DATA SUPPLIED:
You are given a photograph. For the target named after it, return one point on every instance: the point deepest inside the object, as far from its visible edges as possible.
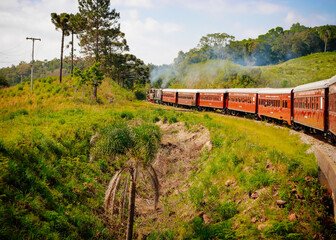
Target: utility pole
(33, 40)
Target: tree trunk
(131, 207)
(95, 89)
(62, 46)
(72, 52)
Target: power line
(33, 40)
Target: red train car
(187, 97)
(169, 96)
(332, 107)
(311, 105)
(242, 100)
(212, 98)
(150, 95)
(275, 103)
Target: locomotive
(310, 107)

TASK STATEMENT: Reproduce exactly the line bearing "Target: power line" and all the lines that come after it in the records above; add nothing.

EXERCISE ANSWER:
Target: power line
(33, 40)
Target: red train car
(187, 97)
(169, 96)
(332, 107)
(311, 105)
(242, 100)
(212, 98)
(150, 95)
(275, 103)
Target: locomotive
(310, 107)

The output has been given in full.